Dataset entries
=== Section Start ===
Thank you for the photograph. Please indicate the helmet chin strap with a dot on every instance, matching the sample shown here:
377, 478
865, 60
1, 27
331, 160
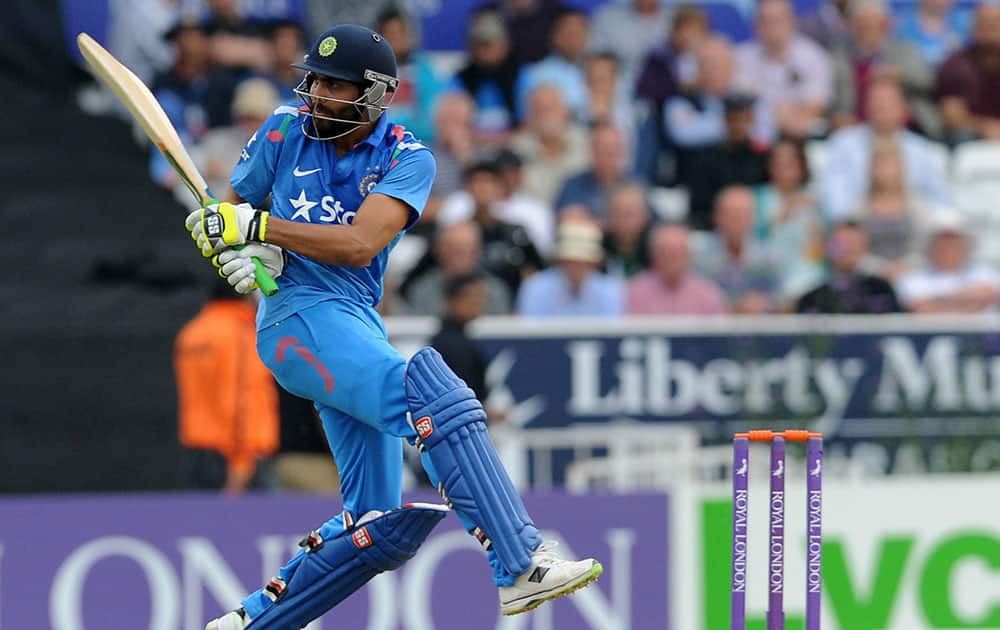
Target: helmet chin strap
369, 105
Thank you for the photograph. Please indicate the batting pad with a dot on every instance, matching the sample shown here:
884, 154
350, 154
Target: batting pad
333, 569
451, 425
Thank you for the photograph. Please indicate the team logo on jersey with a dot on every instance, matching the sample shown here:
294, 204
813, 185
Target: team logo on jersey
368, 183
327, 46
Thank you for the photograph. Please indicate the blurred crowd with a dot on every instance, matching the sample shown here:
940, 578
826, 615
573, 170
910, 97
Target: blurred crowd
635, 161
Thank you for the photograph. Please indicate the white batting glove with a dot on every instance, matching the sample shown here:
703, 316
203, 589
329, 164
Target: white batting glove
221, 225
238, 269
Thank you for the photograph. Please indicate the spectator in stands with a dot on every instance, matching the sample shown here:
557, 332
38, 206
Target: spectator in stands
746, 269
237, 43
413, 101
849, 290
607, 168
845, 178
514, 207
696, 117
322, 13
551, 145
949, 283
227, 399
671, 66
508, 251
626, 234
563, 67
608, 101
490, 77
529, 23
195, 94
665, 70
465, 301
630, 30
968, 83
454, 141
827, 24
459, 251
869, 52
303, 462
574, 286
789, 221
669, 287
789, 72
895, 219
287, 43
221, 147
935, 28
736, 160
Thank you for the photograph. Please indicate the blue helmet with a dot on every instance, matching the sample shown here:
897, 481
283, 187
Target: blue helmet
353, 53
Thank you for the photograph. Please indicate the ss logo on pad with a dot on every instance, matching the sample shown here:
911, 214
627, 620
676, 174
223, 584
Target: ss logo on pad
361, 538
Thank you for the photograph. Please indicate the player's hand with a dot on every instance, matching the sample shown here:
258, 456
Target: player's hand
237, 267
221, 225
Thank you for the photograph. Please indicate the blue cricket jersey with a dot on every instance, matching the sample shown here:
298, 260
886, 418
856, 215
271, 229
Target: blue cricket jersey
309, 183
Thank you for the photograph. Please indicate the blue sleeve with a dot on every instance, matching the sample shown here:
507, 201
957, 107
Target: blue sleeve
254, 172
409, 179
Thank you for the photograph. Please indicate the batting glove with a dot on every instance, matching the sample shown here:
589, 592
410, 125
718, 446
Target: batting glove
237, 267
221, 225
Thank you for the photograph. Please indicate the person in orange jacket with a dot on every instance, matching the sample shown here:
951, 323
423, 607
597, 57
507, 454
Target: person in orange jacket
227, 398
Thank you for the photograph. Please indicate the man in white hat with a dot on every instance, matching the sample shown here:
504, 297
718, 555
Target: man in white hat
574, 285
950, 283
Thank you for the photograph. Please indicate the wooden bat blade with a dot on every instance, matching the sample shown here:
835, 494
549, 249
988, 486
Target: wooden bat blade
146, 110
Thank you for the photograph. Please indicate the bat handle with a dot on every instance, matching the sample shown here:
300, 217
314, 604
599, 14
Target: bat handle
264, 280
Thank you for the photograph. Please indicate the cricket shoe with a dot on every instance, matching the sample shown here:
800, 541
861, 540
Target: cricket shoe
232, 620
548, 577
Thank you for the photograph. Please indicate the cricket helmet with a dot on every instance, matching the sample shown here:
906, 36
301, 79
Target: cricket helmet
356, 54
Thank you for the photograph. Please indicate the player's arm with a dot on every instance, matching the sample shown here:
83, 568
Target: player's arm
379, 219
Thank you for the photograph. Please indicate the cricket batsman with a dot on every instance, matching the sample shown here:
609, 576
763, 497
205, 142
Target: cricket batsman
345, 184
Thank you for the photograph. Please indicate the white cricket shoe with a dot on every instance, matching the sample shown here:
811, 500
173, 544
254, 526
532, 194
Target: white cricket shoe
548, 577
232, 620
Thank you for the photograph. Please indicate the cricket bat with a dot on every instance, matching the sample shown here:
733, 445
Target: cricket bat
141, 103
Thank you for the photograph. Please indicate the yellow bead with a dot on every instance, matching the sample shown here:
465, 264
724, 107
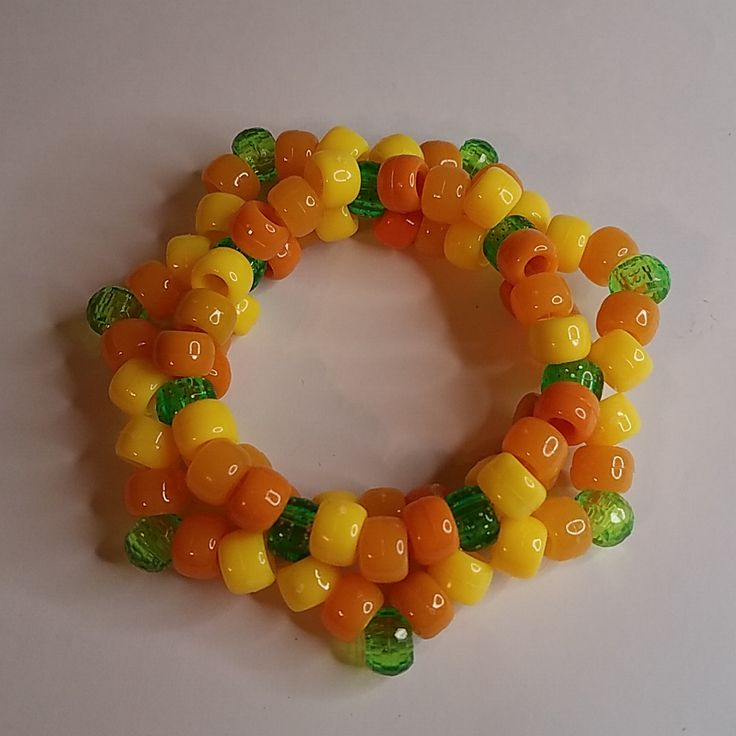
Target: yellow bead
570, 236
335, 532
618, 421
396, 144
560, 339
134, 384
244, 562
306, 583
345, 140
146, 442
511, 488
182, 252
465, 579
491, 197
519, 549
624, 362
200, 422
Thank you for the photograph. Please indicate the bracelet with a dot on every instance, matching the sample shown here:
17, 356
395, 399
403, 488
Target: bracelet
385, 565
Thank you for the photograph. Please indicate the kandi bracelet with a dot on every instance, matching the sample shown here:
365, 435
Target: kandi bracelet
384, 565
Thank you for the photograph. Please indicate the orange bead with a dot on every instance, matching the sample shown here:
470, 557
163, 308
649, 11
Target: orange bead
154, 491
297, 205
524, 253
126, 339
181, 353
541, 296
259, 499
229, 173
257, 232
606, 248
383, 549
195, 543
431, 528
630, 311
568, 528
400, 182
602, 468
570, 408
424, 603
293, 149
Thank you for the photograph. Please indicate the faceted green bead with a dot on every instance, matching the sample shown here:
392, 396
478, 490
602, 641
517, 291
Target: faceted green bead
584, 372
388, 642
643, 274
173, 396
367, 203
500, 232
288, 538
110, 304
474, 516
476, 154
611, 516
148, 543
256, 146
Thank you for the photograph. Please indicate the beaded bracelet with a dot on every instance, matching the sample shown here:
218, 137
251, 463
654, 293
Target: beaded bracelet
385, 565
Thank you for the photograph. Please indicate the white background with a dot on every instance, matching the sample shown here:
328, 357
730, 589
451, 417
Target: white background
368, 367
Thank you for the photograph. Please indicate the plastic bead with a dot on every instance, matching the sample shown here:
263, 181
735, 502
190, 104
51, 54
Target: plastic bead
611, 516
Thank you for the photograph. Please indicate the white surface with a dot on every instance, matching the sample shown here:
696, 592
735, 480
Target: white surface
367, 368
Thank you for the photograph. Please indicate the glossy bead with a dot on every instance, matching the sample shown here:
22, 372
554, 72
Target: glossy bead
110, 304
353, 602
256, 146
244, 563
570, 236
606, 248
306, 584
476, 522
148, 544
463, 578
603, 468
424, 603
570, 408
195, 546
611, 516
617, 422
568, 528
560, 339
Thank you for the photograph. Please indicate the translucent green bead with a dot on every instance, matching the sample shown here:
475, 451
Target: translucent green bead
110, 304
474, 516
388, 642
288, 538
643, 274
496, 235
367, 203
476, 154
256, 146
148, 543
173, 396
611, 516
584, 372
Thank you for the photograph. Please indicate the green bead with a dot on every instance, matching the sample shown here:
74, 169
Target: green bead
584, 372
643, 274
148, 543
367, 203
288, 538
110, 304
173, 396
256, 146
388, 642
611, 516
476, 154
474, 516
500, 232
=== Section End ===
= THE TASK =
The result should be a verbatim copy of the data, free of pictures.

= PROBLEM SOLUTION =
Thank you for the photograph. Please indicate the helmet chin strap with a dot on every instance, matching the sample shown here:
377, 478
865, 60
1, 27
331, 160
Target: helmet chin strap
369, 105
Thank you for the photograph. Please indicate the batting pad with a dot on every instance, matching the sample shown here:
884, 154
350, 154
Target: batting pad
333, 569
451, 425
Thank you for the photograph. Please indicate the team logo on jersey with a dot on every instance, matching the sample shown here:
294, 204
813, 185
Target: team logo on jersey
368, 183
327, 46
Thank you for the photograph. Please indicate the blurred crowd with a dot on every instance, matching the sample shown here:
940, 578
826, 615
573, 170
910, 97
Target: blurred crowd
635, 161
Thank you for the photograph. Please indicate the white batting glove with a dot on every instance, matching the sample shown here:
703, 316
203, 589
329, 164
Target: white batting glove
221, 225
238, 269
Thank you for the photograph. Please indicate the spectator in stands with a dot on every instance, matching the sample shown here:
557, 332
38, 206
Target: spectator in stands
746, 269
237, 43
413, 101
849, 290
607, 168
845, 178
514, 207
696, 117
322, 13
551, 145
949, 283
227, 399
671, 66
508, 251
626, 234
563, 67
608, 101
490, 77
529, 23
195, 94
665, 70
465, 301
630, 30
968, 83
454, 141
827, 24
459, 251
869, 52
303, 462
574, 286
789, 221
669, 287
789, 72
895, 219
287, 43
221, 147
935, 28
736, 160
Thank you for the photograph. Please indicate the blue helmet with a dot on every instance, matching the sample shown here:
897, 481
283, 187
Target: blue helmet
353, 53
Thank you for the photograph. Please indicate the ss logo on pad with a dot on every instance, matching the sample shown here:
911, 214
627, 620
676, 174
223, 584
Target: ss logo on pad
361, 538
Thank you for the photograph. Please indicate the player's hand with a dot on every instance, matching the sample shown here:
258, 456
Target: player's hand
237, 267
221, 225
Thank you for the photograph. Please indicate the blue cricket jersey with a dot on every instance, matching the sample shown here:
298, 260
886, 418
856, 215
271, 229
Target: blue cricket jersey
309, 183
Thank you for the photograph. Please indicate the blue sleeve with a dot on every instance, matching the sample shown here:
507, 201
957, 107
Target: blue sleeve
254, 172
409, 179
Thank you for the photograph. Please indicate the batting glove with a dot on every instance, matching the sample shown here:
589, 592
410, 125
718, 446
Target: batting glove
237, 267
221, 225
Thank you for the photograph. Please indicate the person in orange jacket with a dot on every instance, matching the sample shown here:
951, 323
423, 607
597, 57
507, 454
Target: person in orange jacket
227, 398
Thank you for the photograph. Please indicate the man in white hat with a dot on every instance, matching the sample shown here:
504, 297
718, 555
Target: man in white hat
574, 285
950, 283
Thank you for the photograph. Please indicate the wooden bat blade with a dot on every instance, matching the sample shown here:
835, 494
549, 249
988, 486
Target: wooden bat blade
146, 110
Thank you for the photograph. Please indicate the bat handle with a dot on every instance, matching the sample shown here:
300, 217
314, 604
599, 14
Target: bat handle
264, 280
Thank you for the photograph. Please indicate the cricket shoe with a dot on every instance, matching the sample shown here:
800, 541
861, 540
Target: cricket shoe
232, 620
548, 577
Thank you for the photograph. Please indicate the cricket helmet with a dot on every instance, matching the sample shown here:
906, 36
301, 79
Target: cricket helmet
356, 54
Thank you for the photograph. Please indicate the player's arm with a dot on every instance, matching the sample shown here:
83, 568
Target: player's arm
379, 219
Thank you for the photograph. Please indicate the cricket batsman with a dot on every instance, matching the sample shown here:
609, 576
763, 497
205, 142
Target: cricket batsman
345, 184
Thank you for the photograph. Please indicate the white cricket shoe with a dot on every instance, matching the sample shown here:
811, 500
173, 544
254, 526
532, 194
Target: white cricket shoe
548, 577
232, 620
Thank you for the photograph. Please indicate the cricket bat with a dot on every instance, matching the sample shown here:
733, 445
Target: cricket bat
141, 103
Thank you for the photograph. Please indicate the yellow bead with a dot on every instance, matching the sample shown here:
465, 264
724, 107
Target: yellow bead
570, 236
335, 532
618, 421
396, 144
560, 339
134, 384
244, 562
306, 583
345, 140
146, 442
511, 488
182, 252
465, 579
491, 197
519, 549
624, 362
200, 422
Thank you for the photograph. Please indicate the bracelet with a dot on every instance, matching the sample shown here:
17, 356
395, 399
403, 488
Target: bracelet
385, 565
Thank you for the photograph. Please indicate the kandi bracelet with a dot on every instance, matching the sample shown here:
365, 435
Target: kandi bracelet
384, 565
Thank you for the photograph. Please indicate the orange bead with a dot on every instance, matching the sample shown here:
470, 557
163, 308
649, 11
Target: orange bead
154, 491
297, 205
524, 253
126, 339
181, 353
541, 296
259, 499
229, 173
257, 232
606, 248
383, 549
195, 543
431, 528
630, 311
568, 528
400, 182
602, 468
570, 408
424, 603
293, 149
Thank you for the photograph. Please indicate the faceted green bead with a dot on every instance, matching the sample shown here:
392, 396
478, 490
602, 641
517, 291
Target: faceted green bead
584, 372
388, 642
643, 274
173, 396
367, 203
500, 232
288, 538
110, 304
474, 516
476, 154
611, 516
148, 543
256, 146
Thank you for the photograph. Please indicate the beaded bracelet with a dot on every instance, matching the sample shown here:
218, 137
251, 463
654, 293
Target: beaded bracelet
385, 565
Thank you for the photograph. Please indicate the white background with a dot on every instance, matching the sample shown here:
328, 357
730, 589
451, 417
Target: white background
368, 367
Thank you for the photograph. Please indicate the plastic bead with a dot on every instance, matching the sample shown here:
263, 181
735, 502
190, 104
51, 54
Target: plastic bead
611, 516
Thank you for the photograph. Please indicate the white surface with a dot on every instance, matching the sample shown here:
696, 592
735, 480
Target: white surface
367, 368
Thank you for the photograph. Please indicate the glossy bead with a dot on every instance, matching the sample shown here:
22, 372
554, 72
Target: glossy bead
110, 304
353, 602
256, 146
244, 563
570, 236
606, 248
306, 584
476, 522
148, 544
463, 578
603, 468
424, 603
570, 408
195, 546
611, 516
617, 422
568, 528
560, 339
Thank you for the photograph. Please indicate the translucent green bead with a dot on every instance, matching the sample shown here:
475, 451
Target: translucent green bead
110, 304
474, 516
388, 642
288, 538
643, 274
496, 235
367, 203
476, 154
256, 146
148, 543
173, 396
611, 516
584, 372
Thank you for the photograph. Please indicate the green bead with a dot on every instance, matching the sample shown here:
74, 169
Target: green bead
584, 372
643, 274
148, 543
367, 203
288, 538
110, 304
173, 396
256, 146
388, 642
611, 516
476, 154
474, 516
500, 232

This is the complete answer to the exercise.